++++ Records to process ++++
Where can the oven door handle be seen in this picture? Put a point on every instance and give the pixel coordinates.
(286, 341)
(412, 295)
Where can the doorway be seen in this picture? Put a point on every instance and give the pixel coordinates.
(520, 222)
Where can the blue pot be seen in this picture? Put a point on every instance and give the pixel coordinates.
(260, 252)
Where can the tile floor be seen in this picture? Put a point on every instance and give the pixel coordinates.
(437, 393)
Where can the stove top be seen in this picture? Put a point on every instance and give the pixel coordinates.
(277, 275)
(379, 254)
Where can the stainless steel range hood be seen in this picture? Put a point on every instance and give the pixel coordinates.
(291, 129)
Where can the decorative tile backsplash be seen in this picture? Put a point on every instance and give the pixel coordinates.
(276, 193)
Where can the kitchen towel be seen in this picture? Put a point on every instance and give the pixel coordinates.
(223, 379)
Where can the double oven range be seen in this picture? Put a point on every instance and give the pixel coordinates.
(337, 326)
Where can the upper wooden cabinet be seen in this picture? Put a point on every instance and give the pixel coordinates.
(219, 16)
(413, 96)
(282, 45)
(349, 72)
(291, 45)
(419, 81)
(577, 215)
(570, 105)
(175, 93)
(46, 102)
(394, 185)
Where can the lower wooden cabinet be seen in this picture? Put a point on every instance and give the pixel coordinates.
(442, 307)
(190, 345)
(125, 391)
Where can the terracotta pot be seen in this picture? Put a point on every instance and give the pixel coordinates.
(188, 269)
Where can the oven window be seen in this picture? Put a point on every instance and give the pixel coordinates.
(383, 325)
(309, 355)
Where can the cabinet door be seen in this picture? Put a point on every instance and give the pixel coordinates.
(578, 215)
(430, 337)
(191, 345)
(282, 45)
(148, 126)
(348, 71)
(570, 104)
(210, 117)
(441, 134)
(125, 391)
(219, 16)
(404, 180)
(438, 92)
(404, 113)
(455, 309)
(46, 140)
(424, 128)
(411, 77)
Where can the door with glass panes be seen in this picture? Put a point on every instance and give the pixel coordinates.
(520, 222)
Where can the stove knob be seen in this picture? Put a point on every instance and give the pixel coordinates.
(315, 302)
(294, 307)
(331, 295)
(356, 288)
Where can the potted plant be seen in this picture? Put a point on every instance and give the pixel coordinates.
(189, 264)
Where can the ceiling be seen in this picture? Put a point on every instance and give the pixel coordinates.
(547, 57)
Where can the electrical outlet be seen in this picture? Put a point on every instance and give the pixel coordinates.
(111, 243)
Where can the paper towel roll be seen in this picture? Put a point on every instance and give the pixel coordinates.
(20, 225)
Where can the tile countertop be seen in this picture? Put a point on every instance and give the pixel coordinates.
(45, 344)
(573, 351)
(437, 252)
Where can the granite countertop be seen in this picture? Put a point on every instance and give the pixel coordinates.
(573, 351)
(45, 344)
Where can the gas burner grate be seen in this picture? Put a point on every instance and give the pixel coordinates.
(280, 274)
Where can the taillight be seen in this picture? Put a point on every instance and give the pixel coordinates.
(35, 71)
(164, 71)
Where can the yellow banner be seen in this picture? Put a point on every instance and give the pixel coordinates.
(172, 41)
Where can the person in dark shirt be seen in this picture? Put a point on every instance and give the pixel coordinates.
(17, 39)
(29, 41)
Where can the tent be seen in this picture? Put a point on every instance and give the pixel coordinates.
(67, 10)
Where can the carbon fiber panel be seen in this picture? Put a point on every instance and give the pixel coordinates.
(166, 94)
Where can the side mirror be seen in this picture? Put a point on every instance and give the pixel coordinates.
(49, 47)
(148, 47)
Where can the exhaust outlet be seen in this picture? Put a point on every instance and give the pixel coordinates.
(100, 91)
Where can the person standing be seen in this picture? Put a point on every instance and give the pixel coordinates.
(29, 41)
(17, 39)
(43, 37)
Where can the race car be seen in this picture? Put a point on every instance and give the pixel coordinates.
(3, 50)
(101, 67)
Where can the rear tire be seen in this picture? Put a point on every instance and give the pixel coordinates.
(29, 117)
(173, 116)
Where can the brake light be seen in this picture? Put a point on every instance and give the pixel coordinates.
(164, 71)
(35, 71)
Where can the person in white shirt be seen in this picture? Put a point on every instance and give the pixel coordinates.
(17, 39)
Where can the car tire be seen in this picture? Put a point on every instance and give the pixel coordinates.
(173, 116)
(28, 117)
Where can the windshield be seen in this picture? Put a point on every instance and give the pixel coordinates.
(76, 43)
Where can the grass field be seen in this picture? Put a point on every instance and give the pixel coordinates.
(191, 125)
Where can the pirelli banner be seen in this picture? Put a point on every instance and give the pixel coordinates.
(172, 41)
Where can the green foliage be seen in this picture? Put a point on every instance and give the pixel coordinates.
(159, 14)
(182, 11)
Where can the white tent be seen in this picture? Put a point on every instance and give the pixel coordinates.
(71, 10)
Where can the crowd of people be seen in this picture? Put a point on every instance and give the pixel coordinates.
++++
* [Work request] Retype all of the data shown above, word for word.

* [Solution]
Where can the oven door handle be seen in this picture? Put a point on every instance and give the pixel coordinates.
(286, 341)
(412, 295)
Where can the doorway be seen in this picture? Put a point on every instance and give the pixel coordinates.
(520, 222)
Where can the blue pot be seen in this picture? Put a point on every instance and give the pixel coordinates.
(260, 252)
Where can the tile floor be seen in this picture? Put a point on every instance and give the pixel coordinates.
(437, 393)
Where can the stove top be seen in this picture? Put a point on every instance and give the pixel coordinates.
(277, 275)
(379, 254)
Where can the stainless steel range hood be seen in this picture? Put a point on every instance and give the pixel coordinates.
(291, 129)
Where can the decorative tile backsplash be seen in this picture? Put a point on every instance and give the pixel coordinates.
(276, 193)
Where can the kitchen towel be seen in this picture? Put a point on every instance and give the pixel coordinates.
(223, 379)
Where can the double oven range be seen in this picture? Put a point on every instance and give the pixel coordinates.
(337, 326)
Where can the upper wooden cabinet be seen in this picture? Put a point on every instance and give the pixel coordinates.
(219, 16)
(413, 96)
(282, 45)
(349, 72)
(291, 45)
(419, 81)
(577, 215)
(570, 105)
(175, 93)
(46, 102)
(394, 185)
Where can the lower wooden cabinet be seen in this picture? Put a point on every instance and give the pixel coordinates.
(442, 307)
(190, 345)
(125, 391)
Where can the terracotta pot be seen in this picture? Put a point on every instance and give the pixel coordinates.
(188, 269)
Where can the oven window be seen in this picture? Put a point on every instance and give the pixel coordinates.
(383, 325)
(309, 355)
Where can the cabinet door be seen in this picture? Put a point on every instance and give the pixel coordinates.
(578, 215)
(430, 337)
(191, 345)
(282, 45)
(148, 126)
(348, 71)
(570, 104)
(210, 117)
(441, 134)
(125, 391)
(219, 16)
(404, 180)
(438, 92)
(404, 113)
(455, 309)
(46, 140)
(424, 128)
(411, 77)
Where can the door with glass panes be seen in this picture? Put a point on every instance and give the pixel coordinates.
(520, 222)
Where can the stove knob be seen in this picture? Put a point on every instance and give the pixel coordinates.
(315, 302)
(294, 307)
(331, 295)
(356, 288)
Where can the potted plant be seen in this picture? Put a point on every instance and give the pixel coordinates.
(189, 264)
Where can the ceiling be seen in this picture? Put a point on every instance and give the pixel coordinates.
(547, 57)
Where can the electrical outlet be seen in this picture? Put a point on every instance and give the pixel coordinates.
(111, 243)
Where can the paper towel roll be seen in this picture? Put a point on every instance and give the pixel coordinates.
(20, 225)
Where can the tile countertop be seen in this picture? Put a point on every instance and give the pixel coordinates.
(45, 344)
(573, 351)
(437, 252)
Where can the granite countertop be seen in this picture? Put a point on every instance and give the pixel coordinates.
(573, 351)
(45, 344)
Where can the gas burner grate be seen in this picture? Put a point on every instance and give the pixel coordinates.
(280, 274)
Where can the taillight be seen in this picture? Put a point on every instance and give the pixel coordinates.
(35, 71)
(164, 71)
Where can the yellow banner be seen in this picture? Put a point on every instance and give the pixel coordinates.
(172, 41)
Where can the person in dark shirt be seen in this picture? Put a point on every instance and give the pixel coordinates.
(17, 39)
(29, 41)
Where can the tent be seen in this picture? Put a point on every instance and give the pixel coordinates.
(67, 10)
Where can the carbon fiber panel be seen in this picture? Put a point on every instance and give the pixel coordinates.
(166, 94)
Where can the side mirror be seen in this picture? Put a point on every instance and give the pixel coordinates.
(49, 47)
(148, 47)
Where can the exhaust outlet be seen in this picture? Put a point on every instance and give the pixel coordinates.
(100, 91)
Where can the person standing be seen in this picture? Put a point on every instance and give the pixel coordinates.
(29, 41)
(17, 39)
(43, 37)
Where can the race car be seen in this picture? Put a point on every instance and give the pixel coordinates.
(3, 50)
(101, 67)
Where can the rear tire be seen in this picture? Put a point on every instance and give the pixel coordinates.
(29, 117)
(173, 116)
Where can the brake light be seen in this picture? Put a point on every instance and give the pixel coordinates.
(164, 71)
(35, 71)
Where can the person in white shirt be seen in this picture? Put a point on every instance and give the pixel coordinates.
(17, 39)
Where can the car tire be seen in this picture? Put a point on every instance and give the pixel coordinates.
(173, 116)
(28, 117)
Where can the windshield be seen in this picture? Put a point on every instance and give the pixel coordinates.
(76, 43)
Where can the grass field be seen in this picture? Put a point on every instance and give the pixel coordinates.
(191, 125)
Where can the pirelli banner be seen in this picture? Put a point on every instance and give the pixel coordinates.
(172, 41)
Where can the green foliage be seen in this picture? Put a point on every instance and give the pixel coordinates.
(159, 14)
(182, 11)
Where can the white tent be seen in this picture? Put a point on every instance and give the pixel coordinates.
(71, 10)
Where can the crowd of people be seen in this picture? Put a point on every instance and give the pixel coordinates.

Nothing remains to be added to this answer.